§ Study questions
**1)** According to the article on the Solar Impulse 2 flight, how many solar cells are on the plane's wing?
**2)** In the article on the Solar Impulse 2 flight, write out the passage from "The 35,000 km" to "Swiss Air Force.", changing "balloon" to "hot-air balloon".

(Document extract)

Solar Impulse 2: World's first solar-powered around the world flight takes off in March
The Solar Impulse 2 will depart from Abu Dhabi in late February or early March on what is expected to be a five-month journey.
Swiss pilots Bertrand Piccard and Andre Borschberg will attempt to fly around the world in a solar-powered plane, in a bid to prove that such a flight is possible without the use of fossil fuels.
The Solar Impulse 2 will take off from Abu Dhabi in late February or early March. The solar-powered plane has a wingspan of 72 metres, larger than that of a Boeing 747, but weighs only 2.3 tons, about as much as a family car.
More than 17,000 solar cells on the wing power lithium-ion batteries in four electric motors. The airframe makes use of carbon fiber, which is three times lighter than paper, to keep the plane as light as possible.
The two pilots will take turns in an unheated, unpressurized one-man cabin that contains six oxygen bottles for high-altitude flight. An ergonomic seat in the cabin allows the pilot to take naps, with a wrist-mounted buzzer to alert him in the event of an emergency. There is a toilet in the seat and a liferaft and parachute in the seat back.
The plane will take off at night at 35 kmph and ascend to 8,500 metres during the day at a top speed of 140 kmph as it stores solar energy. At night the plane will descend to 1,500 metres and slow down to conserve power.
The 35,000 km flight is expected to take about five months, with stops in Oman, India, Myanmar, China, the United States, and in Southern Europe or North Africa depending on the weather. The Solar Impulse 2 should land back in Abu Dhabi in late July or early August.
Piccard, an airplane and glider pilot, flew around the world in a balloon in 1999 and pioneered ultralight aircraft in the 1970s. Borschberg joined the Solar Impulse project after two years in the Swiss Air Force.

(End Document extract)
(Record extracts)

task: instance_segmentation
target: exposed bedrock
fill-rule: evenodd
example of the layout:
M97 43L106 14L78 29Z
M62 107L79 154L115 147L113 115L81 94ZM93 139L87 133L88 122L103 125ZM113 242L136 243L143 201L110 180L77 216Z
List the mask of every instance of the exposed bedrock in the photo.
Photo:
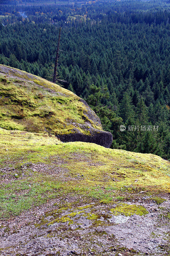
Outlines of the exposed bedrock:
M94 130L91 135L80 133L56 135L62 141L83 141L95 143L98 145L109 148L111 146L113 136L110 132L100 130Z

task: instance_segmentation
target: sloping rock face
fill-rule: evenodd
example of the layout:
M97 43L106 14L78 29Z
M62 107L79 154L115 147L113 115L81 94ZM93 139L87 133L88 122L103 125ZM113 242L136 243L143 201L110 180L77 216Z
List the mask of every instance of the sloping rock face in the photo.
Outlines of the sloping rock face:
M64 142L109 148L112 134L86 102L71 92L25 71L0 65L0 127L55 135Z

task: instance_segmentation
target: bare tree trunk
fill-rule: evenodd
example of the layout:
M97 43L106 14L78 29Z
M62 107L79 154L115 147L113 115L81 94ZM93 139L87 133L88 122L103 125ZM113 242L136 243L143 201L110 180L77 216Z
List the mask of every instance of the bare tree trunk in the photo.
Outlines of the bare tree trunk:
M54 66L54 71L53 79L53 82L55 83L56 82L56 77L57 76L57 69L58 66L58 52L59 52L59 46L60 46L60 34L61 33L61 28L60 27L60 31L59 31L59 35L58 35L58 45L55 56L55 66Z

(End Record extracts)

§ Per-task answers
**1)** More than 17,000.

**2)**
The 35,000 km flight is expected to take about five months, with stops in Oman, India, Myanmar, China, the United States, and in Southern Europe or North Africa depending on the weather. The Solar Impulse 2 should land back in Abu Dhabi in late July or early August.
Piccard, an airplane and glider pilot, flew around the world in a hot-air balloon in 1999 and pioneered ultralight aircraft in the 1970s. Borschberg joined the Solar Impulse project after two years in the Swiss Air Force.